▶ Task brief:
Copy the records below word for word, from the line containing "Objective — one point per instance of the second" through the line containing "Objective — one point per instance of the white coral", including both of those lines.

(Records from a data collection)
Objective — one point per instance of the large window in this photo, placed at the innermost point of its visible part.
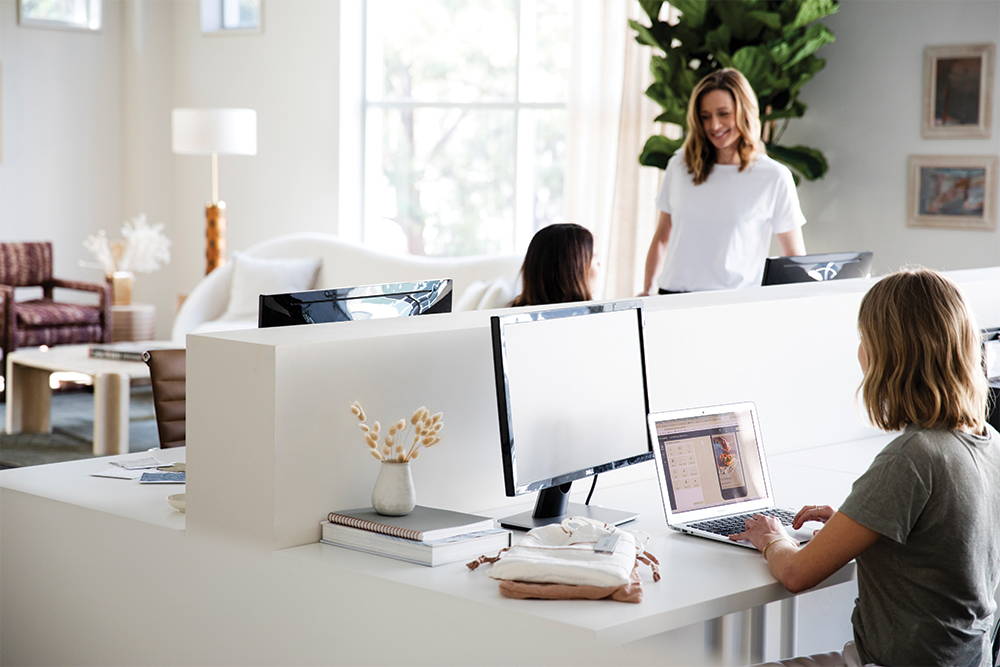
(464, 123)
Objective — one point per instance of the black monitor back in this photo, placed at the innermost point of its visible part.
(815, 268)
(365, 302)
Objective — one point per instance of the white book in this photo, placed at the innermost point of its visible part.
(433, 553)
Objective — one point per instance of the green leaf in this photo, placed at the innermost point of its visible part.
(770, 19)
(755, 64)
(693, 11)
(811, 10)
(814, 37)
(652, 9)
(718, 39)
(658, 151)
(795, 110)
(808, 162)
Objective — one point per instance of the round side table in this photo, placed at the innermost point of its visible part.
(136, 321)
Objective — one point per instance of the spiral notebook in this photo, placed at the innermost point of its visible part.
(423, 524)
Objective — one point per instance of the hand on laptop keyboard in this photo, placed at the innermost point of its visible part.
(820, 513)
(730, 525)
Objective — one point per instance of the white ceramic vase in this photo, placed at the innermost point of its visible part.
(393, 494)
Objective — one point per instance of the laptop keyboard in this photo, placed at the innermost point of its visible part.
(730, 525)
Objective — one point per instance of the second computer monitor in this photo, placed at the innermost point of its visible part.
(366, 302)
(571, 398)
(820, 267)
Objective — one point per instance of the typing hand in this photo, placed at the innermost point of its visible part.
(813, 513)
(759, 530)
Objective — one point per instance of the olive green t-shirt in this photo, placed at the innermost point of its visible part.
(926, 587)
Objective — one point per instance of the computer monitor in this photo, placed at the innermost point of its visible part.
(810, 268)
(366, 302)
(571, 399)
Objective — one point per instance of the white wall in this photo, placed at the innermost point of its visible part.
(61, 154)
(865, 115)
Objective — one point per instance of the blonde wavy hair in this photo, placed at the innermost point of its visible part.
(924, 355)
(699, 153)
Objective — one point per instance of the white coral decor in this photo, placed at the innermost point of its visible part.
* * *
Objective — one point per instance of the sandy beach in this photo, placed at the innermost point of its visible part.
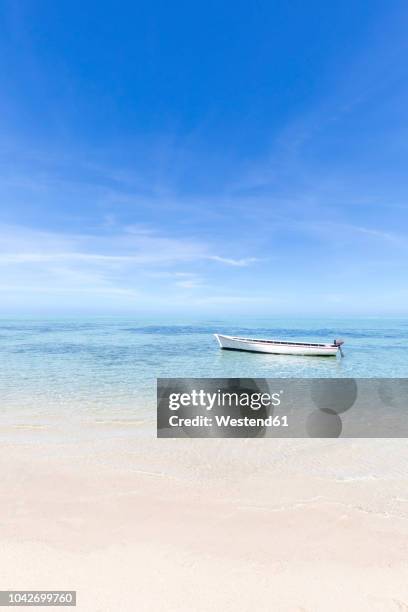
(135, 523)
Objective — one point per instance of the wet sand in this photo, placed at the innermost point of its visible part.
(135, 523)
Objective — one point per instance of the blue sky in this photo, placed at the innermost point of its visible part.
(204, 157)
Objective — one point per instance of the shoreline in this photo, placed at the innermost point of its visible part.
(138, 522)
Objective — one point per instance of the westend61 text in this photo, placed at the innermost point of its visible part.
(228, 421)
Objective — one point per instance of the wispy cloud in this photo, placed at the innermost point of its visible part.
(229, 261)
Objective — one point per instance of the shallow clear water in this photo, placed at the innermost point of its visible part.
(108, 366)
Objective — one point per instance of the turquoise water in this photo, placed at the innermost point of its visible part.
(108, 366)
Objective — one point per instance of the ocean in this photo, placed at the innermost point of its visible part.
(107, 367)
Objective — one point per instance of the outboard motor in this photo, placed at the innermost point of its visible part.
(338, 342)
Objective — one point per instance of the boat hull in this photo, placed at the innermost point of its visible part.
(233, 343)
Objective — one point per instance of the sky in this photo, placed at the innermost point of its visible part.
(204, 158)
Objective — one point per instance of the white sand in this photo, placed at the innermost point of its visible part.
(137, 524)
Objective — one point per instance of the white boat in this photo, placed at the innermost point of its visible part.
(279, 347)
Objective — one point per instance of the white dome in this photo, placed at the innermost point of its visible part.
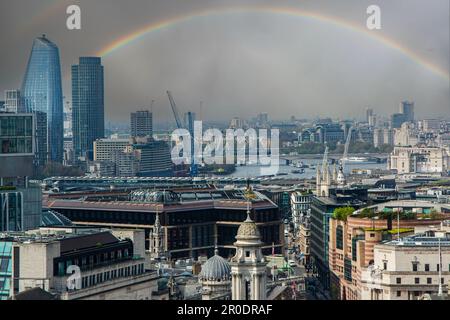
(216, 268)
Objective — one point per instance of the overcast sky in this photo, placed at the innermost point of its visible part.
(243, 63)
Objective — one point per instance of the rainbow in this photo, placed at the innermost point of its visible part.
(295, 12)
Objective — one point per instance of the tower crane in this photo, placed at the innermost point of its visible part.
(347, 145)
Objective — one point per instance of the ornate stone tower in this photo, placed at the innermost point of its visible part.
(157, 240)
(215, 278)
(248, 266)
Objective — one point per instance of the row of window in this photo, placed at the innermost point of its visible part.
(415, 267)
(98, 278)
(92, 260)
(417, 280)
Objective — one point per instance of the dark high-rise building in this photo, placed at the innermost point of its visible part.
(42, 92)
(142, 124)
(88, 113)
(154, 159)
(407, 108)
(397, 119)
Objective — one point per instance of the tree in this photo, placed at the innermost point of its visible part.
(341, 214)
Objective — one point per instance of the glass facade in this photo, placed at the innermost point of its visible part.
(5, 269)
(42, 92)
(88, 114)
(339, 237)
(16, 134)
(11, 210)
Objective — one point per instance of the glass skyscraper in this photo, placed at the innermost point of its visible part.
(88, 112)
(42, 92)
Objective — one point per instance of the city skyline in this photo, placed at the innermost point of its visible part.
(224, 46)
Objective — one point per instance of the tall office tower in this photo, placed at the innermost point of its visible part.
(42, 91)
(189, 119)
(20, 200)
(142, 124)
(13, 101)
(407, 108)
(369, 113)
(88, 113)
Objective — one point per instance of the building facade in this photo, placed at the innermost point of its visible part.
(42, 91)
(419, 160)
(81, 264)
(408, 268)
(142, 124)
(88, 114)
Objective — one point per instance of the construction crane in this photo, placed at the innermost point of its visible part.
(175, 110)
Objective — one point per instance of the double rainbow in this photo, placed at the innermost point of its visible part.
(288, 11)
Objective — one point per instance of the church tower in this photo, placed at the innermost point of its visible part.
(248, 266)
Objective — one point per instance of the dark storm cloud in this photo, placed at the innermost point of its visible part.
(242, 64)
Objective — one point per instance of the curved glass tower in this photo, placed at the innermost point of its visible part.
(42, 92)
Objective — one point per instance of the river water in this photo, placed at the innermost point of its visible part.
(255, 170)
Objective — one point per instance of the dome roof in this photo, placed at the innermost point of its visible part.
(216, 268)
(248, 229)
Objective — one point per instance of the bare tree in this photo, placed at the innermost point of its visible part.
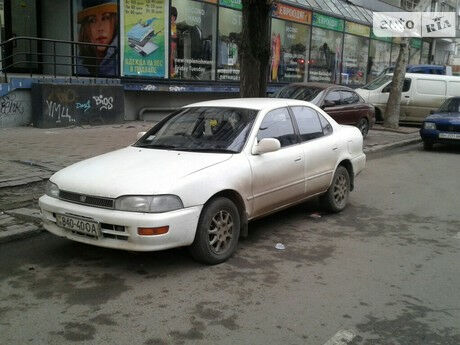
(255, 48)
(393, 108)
---
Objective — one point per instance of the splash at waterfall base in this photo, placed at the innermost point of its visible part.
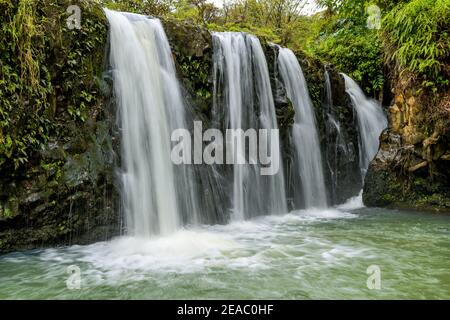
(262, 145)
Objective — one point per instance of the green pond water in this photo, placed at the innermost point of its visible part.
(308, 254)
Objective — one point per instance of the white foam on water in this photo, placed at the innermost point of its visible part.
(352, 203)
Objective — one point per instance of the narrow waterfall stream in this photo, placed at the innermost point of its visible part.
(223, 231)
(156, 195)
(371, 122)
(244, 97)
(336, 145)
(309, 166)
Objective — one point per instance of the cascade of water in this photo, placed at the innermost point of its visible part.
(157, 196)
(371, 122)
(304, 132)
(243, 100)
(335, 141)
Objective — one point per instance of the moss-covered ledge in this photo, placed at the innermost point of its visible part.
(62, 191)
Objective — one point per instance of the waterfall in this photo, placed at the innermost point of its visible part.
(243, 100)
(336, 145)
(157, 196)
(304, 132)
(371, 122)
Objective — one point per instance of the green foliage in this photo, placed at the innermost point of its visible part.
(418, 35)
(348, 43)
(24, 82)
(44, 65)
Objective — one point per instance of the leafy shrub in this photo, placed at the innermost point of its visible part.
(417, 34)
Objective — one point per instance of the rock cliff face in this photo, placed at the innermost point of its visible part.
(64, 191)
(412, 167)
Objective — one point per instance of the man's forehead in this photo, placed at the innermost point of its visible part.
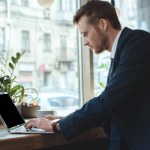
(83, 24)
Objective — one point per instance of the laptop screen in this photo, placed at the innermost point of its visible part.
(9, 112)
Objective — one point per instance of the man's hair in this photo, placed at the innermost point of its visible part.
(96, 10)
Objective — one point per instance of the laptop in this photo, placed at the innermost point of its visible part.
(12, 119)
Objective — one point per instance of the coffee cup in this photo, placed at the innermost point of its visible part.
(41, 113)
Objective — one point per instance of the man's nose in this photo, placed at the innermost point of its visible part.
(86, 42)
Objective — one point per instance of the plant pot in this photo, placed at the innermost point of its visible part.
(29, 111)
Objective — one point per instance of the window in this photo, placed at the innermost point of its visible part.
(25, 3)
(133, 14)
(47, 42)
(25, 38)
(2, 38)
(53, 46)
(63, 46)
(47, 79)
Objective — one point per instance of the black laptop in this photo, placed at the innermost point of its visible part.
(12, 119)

▶ Finished exercise:
Objective — one point per instance of the second computer monitor in this photo, placed at the innermost point of its visible part.
(366, 302)
(571, 398)
(820, 267)
Objective — one point per instance of the typing hand in this photo, placed at the innermost point of its visible part.
(813, 513)
(759, 530)
Objective — one point per instance of the olive green t-shirt in this photo, placed at the innermost point of its visible part.
(926, 587)
Objective — one point per instance of the computer monitor in this photo, placed at the innermost point of its visible part.
(810, 268)
(366, 302)
(571, 399)
Objective — one point per instance of the white wall in this photo, placed at the innermost point of its visible part.
(61, 154)
(865, 115)
Objective — one point per instance of the blonde wavy hair in this photo, placed at the innermost point of its visible part.
(924, 355)
(699, 153)
Objective — one point per instance of the white coral decor in this photo, placed at the innermost point of its visible part.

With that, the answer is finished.